# Document segment
┌──

China has also invested in Brazilian infrastructure to facilitate agricultural production and trade flows, with an eye on its own food security. One such initiative is the so-called Fiol railway, planned to link northern Brazil’s Figueirópolis with a port terminal in the coastal city of Ilhéus; the state-owned China Railway is involved in its construction.

The project has proven controversial with traditional communities who live in its vicinity, who report extensive environmental damage, and fear threats to local water sources and fishing industries. Chinese companies have, however, previously withdrawn from involvement in the port project.

The 2010s: New climate diplomacy

While bilateral trade between Brazil and China has been growing, so too have efforts to stem greenhouse gas emissions, prompting a proliferation of national commitments across the world.

Eduardo Viola considers the COP15 climate change conference, held in Copenhagen in 2009, to be the “moment of great differentiation” between China and Brazil: Brazil presented a voluntary commitment to reduce emissions, while “China considered it unthinkable to agree to a peak in emissions”.

In the weeks leading up to COP15, Brazil’s then-environment minister Carlos Minc issued a statement expressing his frustration with China and the United States, both having refused to commit to numerical targets. The negotiations at COP15 proved difficult and ended with neither China or the US having presented clear climate action targets.

During the Copenhagen summit, Brazil and China formed the BASIC bloc with India and South Africa. Izabella Teixeira, who became Brazil’s environment minister in 2010, said the bloc became “an important space of interlocution” in the years that followed, helping the countries to bring their positions closer together. Brazil later put forward voluntary emissions-reduction targets, which strengthened its hand and won the country praise for helping to break negotiation deadlocks.

└──

Edit the passage on China and Brazil starting at "The 2010s: New" and ending at "across the world.", changing "greenhouse gas emissions" to "carbon emissions". Work only from the text on China and Brazil.

# Dataset records
┌──

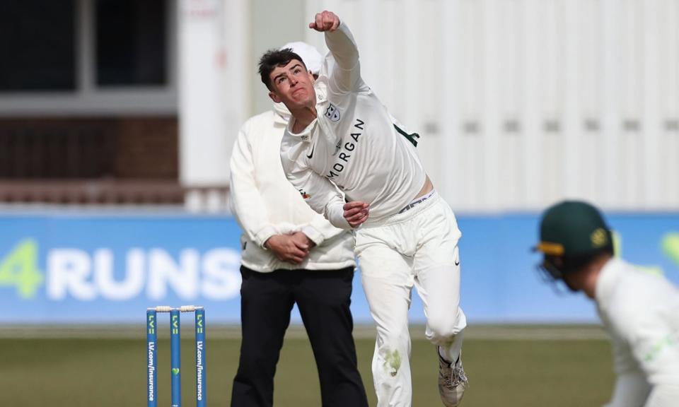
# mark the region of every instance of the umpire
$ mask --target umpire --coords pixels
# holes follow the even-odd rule
[[[284,47],[317,75],[322,57],[303,42]],[[290,113],[282,104],[248,119],[231,160],[231,206],[240,238],[243,341],[232,407],[273,405],[274,374],[296,303],[311,342],[323,406],[367,407],[349,310],[354,237],[330,225],[286,179],[279,149]]]

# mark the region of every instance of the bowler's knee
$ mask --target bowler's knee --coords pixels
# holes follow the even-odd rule
[[[433,315],[427,319],[427,326],[434,341],[449,339],[464,328],[460,323],[457,312],[455,314]]]

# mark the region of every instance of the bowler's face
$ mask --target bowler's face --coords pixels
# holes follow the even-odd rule
[[[299,61],[293,59],[284,66],[277,66],[269,78],[273,88],[269,97],[277,103],[282,102],[291,112],[315,105],[313,76]]]

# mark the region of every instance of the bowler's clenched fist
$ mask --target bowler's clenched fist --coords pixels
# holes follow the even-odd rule
[[[340,18],[332,11],[325,11],[316,14],[314,20],[309,23],[309,28],[323,33],[323,31],[332,32],[340,26]]]

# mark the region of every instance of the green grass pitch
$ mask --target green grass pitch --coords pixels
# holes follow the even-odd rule
[[[210,336],[207,396],[212,406],[229,405],[238,366],[238,335]],[[320,406],[318,379],[308,341],[298,328],[284,346],[275,381],[277,407]],[[463,361],[470,388],[464,407],[600,406],[614,375],[608,342],[593,338],[508,338],[492,331],[469,334]],[[591,329],[590,328],[589,329]],[[0,406],[107,407],[146,405],[146,348],[143,327],[129,337],[0,339]],[[190,329],[182,334],[182,403],[194,406],[195,371]],[[234,331],[234,329],[232,329]],[[235,331],[237,331],[236,329]],[[468,330],[473,333],[474,327]],[[301,333],[301,334],[300,334]],[[49,336],[49,331],[45,334]],[[105,336],[106,335],[105,335]],[[158,406],[170,404],[169,340],[159,336]],[[371,406],[376,405],[370,370],[373,341],[356,339],[359,369]],[[441,406],[434,347],[415,336],[411,358],[413,406]]]

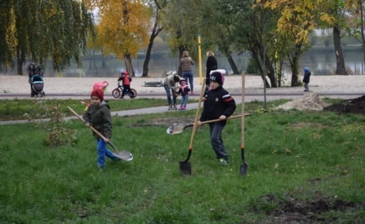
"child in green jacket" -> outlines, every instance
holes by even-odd
[[[96,133],[93,133],[97,142],[97,166],[103,168],[105,166],[105,156],[112,160],[120,159],[106,148],[106,144],[111,137],[111,115],[110,108],[103,101],[104,93],[100,89],[94,89],[91,96],[91,104],[84,116],[85,124],[88,127],[91,125],[106,138],[106,140],[104,141]]]

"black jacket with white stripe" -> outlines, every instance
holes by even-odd
[[[221,86],[205,93],[203,97],[204,107],[200,121],[217,119],[221,115],[227,117],[236,110],[236,102],[228,92]],[[226,121],[222,121],[225,124]]]

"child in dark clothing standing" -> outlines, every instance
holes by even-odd
[[[128,90],[129,93],[132,93],[131,92],[130,87],[130,83],[132,82],[132,78],[129,76],[129,74],[128,73],[128,72],[126,71],[123,71],[120,75],[120,77],[118,79],[118,83],[119,83],[121,80],[122,81],[122,85],[123,85],[123,88],[122,96],[120,98],[123,99],[123,98],[124,97],[124,95],[125,95],[125,92],[127,90]]]
[[[309,91],[309,88],[308,84],[309,83],[309,78],[311,75],[309,68],[307,67],[304,68],[304,77],[303,78],[303,82],[304,83],[304,92]]]
[[[184,79],[182,79],[180,80],[180,85],[181,85],[181,87],[179,89],[178,93],[176,94],[177,97],[180,94],[181,94],[182,96],[181,104],[180,105],[180,108],[179,108],[179,110],[186,110],[187,100],[189,99],[190,88],[189,88],[189,86],[186,85],[186,81]]]
[[[106,138],[106,141],[104,141],[96,133],[93,132],[97,142],[97,166],[99,168],[103,168],[105,156],[112,160],[120,159],[106,148],[106,144],[111,137],[111,116],[110,108],[103,101],[104,93],[101,89],[94,89],[91,91],[91,104],[85,112],[84,117],[87,127],[91,125]]]
[[[204,107],[198,126],[201,121],[219,118],[222,121],[209,124],[210,142],[215,152],[219,164],[225,166],[228,157],[224,149],[222,139],[222,131],[226,125],[227,117],[236,110],[236,103],[228,92],[222,87],[222,76],[219,72],[214,72],[209,77],[210,88],[204,96]]]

└──

# Exercise answer
The 2010s: New climate diplomacy

While bilateral trade between Brazil and China has been growing, so too have efforts to stem carbon emissions, prompting a proliferation of national commitments across the world.